* **WHAT THE TASK ASKS**
For this exercise, output the line holding "Every instance of the wooden" and all subsequent lines of the entries below, unchanged, up to and including the last.

* **PROVIDED RECORDS**
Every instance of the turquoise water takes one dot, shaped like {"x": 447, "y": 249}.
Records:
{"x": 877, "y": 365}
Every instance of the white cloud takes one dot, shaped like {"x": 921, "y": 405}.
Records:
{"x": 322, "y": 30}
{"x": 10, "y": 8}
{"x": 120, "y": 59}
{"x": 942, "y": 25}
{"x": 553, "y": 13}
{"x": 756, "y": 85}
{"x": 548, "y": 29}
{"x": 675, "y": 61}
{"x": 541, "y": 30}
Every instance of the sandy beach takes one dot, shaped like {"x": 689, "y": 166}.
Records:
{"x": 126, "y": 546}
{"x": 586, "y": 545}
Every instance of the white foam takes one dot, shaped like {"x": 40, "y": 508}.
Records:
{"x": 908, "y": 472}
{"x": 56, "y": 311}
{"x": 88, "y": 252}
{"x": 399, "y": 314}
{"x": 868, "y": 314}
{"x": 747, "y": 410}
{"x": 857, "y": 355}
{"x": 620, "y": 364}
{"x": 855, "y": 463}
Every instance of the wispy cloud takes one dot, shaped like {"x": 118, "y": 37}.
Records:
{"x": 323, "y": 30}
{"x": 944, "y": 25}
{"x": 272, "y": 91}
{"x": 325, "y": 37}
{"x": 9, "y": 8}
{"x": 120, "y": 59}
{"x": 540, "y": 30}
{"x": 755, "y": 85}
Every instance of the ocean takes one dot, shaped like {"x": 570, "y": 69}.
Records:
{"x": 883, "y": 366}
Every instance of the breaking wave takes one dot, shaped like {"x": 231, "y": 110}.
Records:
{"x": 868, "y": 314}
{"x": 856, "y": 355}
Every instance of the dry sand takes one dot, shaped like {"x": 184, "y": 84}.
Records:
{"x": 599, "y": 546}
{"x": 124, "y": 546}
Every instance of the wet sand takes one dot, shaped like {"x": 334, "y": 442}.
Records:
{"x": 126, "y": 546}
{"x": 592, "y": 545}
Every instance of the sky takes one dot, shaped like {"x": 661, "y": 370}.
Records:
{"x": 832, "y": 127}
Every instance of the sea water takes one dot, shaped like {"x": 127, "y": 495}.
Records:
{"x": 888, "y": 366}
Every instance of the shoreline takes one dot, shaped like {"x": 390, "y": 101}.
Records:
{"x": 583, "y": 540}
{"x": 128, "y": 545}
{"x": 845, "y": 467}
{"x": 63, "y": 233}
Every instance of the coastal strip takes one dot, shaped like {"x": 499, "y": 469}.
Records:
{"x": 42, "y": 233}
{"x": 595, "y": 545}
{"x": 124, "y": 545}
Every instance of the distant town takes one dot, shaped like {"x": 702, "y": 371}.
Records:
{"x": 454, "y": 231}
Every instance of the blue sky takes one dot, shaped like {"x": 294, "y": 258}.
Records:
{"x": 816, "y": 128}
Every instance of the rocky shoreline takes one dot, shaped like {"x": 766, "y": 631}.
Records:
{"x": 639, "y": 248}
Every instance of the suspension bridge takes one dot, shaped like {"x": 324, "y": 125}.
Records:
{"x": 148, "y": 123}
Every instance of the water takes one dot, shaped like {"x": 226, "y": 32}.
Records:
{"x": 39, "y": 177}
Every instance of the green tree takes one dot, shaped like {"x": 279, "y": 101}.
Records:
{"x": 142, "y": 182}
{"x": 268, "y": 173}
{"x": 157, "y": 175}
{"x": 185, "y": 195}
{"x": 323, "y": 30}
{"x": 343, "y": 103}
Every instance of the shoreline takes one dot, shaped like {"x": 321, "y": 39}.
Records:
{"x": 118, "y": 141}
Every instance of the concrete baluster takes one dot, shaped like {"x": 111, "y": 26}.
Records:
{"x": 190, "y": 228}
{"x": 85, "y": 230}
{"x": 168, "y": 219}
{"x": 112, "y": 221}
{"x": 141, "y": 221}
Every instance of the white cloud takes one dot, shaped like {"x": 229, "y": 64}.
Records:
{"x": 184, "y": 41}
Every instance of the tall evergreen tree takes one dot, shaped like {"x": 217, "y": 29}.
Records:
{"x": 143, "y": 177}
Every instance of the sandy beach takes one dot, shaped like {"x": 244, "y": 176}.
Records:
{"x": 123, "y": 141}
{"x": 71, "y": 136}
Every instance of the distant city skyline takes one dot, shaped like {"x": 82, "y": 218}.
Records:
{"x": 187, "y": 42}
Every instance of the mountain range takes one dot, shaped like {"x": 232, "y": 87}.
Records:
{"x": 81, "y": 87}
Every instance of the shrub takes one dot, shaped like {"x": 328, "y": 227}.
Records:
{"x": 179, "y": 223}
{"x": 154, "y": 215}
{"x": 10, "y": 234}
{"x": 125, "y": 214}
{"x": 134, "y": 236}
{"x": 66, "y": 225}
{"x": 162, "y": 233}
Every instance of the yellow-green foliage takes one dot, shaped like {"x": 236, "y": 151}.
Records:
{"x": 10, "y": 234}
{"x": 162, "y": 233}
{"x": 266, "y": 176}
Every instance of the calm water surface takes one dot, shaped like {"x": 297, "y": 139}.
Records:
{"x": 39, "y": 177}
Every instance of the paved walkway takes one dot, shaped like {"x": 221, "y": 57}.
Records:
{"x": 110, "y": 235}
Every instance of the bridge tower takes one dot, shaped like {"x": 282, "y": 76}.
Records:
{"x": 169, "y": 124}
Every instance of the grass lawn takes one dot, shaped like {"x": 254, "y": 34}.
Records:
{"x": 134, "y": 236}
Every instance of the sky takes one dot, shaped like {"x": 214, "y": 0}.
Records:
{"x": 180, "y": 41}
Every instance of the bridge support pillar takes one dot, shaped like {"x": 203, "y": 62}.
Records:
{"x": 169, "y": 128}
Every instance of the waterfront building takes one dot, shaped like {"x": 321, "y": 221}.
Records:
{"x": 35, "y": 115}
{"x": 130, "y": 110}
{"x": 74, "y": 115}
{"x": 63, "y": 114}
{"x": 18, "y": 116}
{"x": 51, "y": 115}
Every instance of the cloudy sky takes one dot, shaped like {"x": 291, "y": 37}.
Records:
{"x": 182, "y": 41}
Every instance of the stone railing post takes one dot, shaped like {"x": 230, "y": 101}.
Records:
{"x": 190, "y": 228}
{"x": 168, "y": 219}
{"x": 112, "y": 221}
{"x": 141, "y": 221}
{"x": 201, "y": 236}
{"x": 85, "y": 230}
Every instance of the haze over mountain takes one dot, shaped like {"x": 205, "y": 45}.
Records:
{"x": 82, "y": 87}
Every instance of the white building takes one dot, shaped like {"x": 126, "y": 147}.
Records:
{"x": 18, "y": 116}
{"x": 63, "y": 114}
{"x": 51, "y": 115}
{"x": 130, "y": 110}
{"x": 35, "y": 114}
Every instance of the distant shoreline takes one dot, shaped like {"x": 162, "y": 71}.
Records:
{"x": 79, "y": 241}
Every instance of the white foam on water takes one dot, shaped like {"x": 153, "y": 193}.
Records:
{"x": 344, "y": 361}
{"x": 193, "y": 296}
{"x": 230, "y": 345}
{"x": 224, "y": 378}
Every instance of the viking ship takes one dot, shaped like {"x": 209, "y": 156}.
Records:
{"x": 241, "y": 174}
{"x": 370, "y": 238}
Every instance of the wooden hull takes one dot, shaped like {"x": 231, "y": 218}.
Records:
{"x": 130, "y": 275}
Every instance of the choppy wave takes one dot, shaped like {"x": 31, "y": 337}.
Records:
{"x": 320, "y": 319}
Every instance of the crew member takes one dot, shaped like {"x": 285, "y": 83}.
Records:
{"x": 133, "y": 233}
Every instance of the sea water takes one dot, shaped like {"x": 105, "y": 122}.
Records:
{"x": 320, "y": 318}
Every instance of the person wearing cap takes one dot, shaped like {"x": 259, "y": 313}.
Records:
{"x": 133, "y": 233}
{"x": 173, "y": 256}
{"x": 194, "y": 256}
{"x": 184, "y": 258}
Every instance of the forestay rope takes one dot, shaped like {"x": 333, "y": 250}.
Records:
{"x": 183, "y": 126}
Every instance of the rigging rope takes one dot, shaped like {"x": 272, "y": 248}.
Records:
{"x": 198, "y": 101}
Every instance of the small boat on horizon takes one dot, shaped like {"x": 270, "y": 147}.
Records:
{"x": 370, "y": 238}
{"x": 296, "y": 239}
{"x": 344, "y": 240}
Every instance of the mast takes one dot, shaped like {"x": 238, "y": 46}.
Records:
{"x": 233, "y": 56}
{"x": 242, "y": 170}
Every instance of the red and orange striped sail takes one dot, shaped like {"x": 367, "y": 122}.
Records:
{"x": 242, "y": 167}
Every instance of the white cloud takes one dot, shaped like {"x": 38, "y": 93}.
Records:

* **TASK SOLUTION**
Every instance of the wooden hull takes one dot, shaped like {"x": 231, "y": 218}.
Records:
{"x": 130, "y": 275}
Every instance of the choppy wave takes one dot, shaped like {"x": 31, "y": 337}.
Records:
{"x": 320, "y": 319}
Every instance of the crew member takes one dot, shaped like {"x": 285, "y": 83}.
Records:
{"x": 133, "y": 233}
Every instance of the sea water takes one dot, shaped like {"x": 105, "y": 122}.
Records:
{"x": 320, "y": 318}
Every instance of the person wearing cap takes one dot, shaped like {"x": 259, "y": 313}.
Records:
{"x": 133, "y": 233}
{"x": 173, "y": 256}
{"x": 194, "y": 256}
{"x": 184, "y": 258}
Every instance of the forestay rope takes one dot, shaped like {"x": 333, "y": 250}.
Records:
{"x": 183, "y": 126}
Every instance of the rigging rope takes one dot, shaped like {"x": 272, "y": 248}.
Records:
{"x": 198, "y": 101}
Every instance of the small boat on horizon takes one dot, shaped like {"x": 270, "y": 147}.
Records:
{"x": 370, "y": 238}
{"x": 296, "y": 239}
{"x": 344, "y": 240}
Every instance of the mast takes one dot, shaped like {"x": 238, "y": 46}.
Records:
{"x": 233, "y": 56}
{"x": 242, "y": 170}
Every instance of the red and orange striped sail takes one dot, shaped like {"x": 367, "y": 122}.
Records:
{"x": 242, "y": 167}
Every instance of the white cloud takes one dot, shaped like {"x": 38, "y": 93}.
Records:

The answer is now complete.